### Entries shown:
################
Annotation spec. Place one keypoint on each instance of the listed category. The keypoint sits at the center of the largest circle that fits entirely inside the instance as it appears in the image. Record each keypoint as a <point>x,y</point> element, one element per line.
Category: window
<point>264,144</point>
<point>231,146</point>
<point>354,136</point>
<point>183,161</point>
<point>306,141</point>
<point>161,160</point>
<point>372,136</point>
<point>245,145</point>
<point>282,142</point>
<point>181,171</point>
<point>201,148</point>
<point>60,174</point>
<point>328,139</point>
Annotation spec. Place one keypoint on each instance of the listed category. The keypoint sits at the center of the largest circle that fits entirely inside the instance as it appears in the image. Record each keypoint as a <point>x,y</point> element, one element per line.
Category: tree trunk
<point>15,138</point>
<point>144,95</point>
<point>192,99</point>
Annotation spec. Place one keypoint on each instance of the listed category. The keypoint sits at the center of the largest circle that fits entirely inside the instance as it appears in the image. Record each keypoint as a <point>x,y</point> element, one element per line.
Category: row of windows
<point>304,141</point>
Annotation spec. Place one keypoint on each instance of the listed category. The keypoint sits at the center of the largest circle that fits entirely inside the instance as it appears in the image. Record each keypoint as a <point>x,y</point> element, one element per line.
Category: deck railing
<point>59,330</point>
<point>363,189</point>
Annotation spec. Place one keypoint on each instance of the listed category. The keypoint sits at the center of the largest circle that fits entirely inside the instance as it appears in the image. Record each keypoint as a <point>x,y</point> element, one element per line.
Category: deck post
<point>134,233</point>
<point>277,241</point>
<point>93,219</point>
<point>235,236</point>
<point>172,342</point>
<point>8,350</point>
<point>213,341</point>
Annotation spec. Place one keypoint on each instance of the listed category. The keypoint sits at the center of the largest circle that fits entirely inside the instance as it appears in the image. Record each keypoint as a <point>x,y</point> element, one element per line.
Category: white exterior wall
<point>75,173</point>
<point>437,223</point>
################
The data above needs to be retyped in full, exactly as given.

### Solution below:
Annotation spec. Place one keypoint on each instance of the listed category. The keypoint sits at the center of the largest circle that fits entirely inside the instance as it appears in the image. Record each keypoint as a <point>x,y</point> element, one element per line.
Category: window
<point>264,144</point>
<point>231,146</point>
<point>354,136</point>
<point>183,161</point>
<point>306,141</point>
<point>161,160</point>
<point>372,136</point>
<point>245,145</point>
<point>282,142</point>
<point>181,171</point>
<point>201,148</point>
<point>60,174</point>
<point>328,139</point>
Annotation spec. Place one keypoint on each instance of the listed category. The keypoint sits at the center of the largest circle that fits entirely inside the instance as it appears in the image. Record each keypoint as a <point>x,y</point> element, one element per line.
Category: tree trunk
<point>15,138</point>
<point>144,95</point>
<point>192,99</point>
Annotation spec. Place one keypoint on each instance of the listed category. The keypoint sits at the center of the largest circle that fits entirely inside the instance as it appears in the image. Record each keypoint as a <point>x,y</point> element, one element per line.
Category: row of windows
<point>304,141</point>
Annotation spec. Place one keypoint on each instance of the listed category. The keypoint sits at the center of the largest circle that fits entirely inside the instance as it appears in the image. Record each keypoint as a <point>x,y</point> element, one element per line.
Category: deck railing
<point>59,330</point>
<point>363,189</point>
Annotation spec. Place one keypoint on each instance of the listed category. The keypoint sits at the center of the largest circle that fits entirely inside the instance as it appears in the image. Record each keypoint as a <point>x,y</point> element, one element per line.
Category: deck post
<point>134,233</point>
<point>277,241</point>
<point>93,219</point>
<point>235,236</point>
<point>172,342</point>
<point>8,350</point>
<point>213,341</point>
Annotation spec. Place one keypoint on each instance of the listed category. The keypoint sits at the center of the largest circle that fits entirely inside the instance as it appears in the image. Record each keypoint as a <point>x,y</point> element, one element per line.
Category: white exterior wall
<point>75,173</point>
<point>437,223</point>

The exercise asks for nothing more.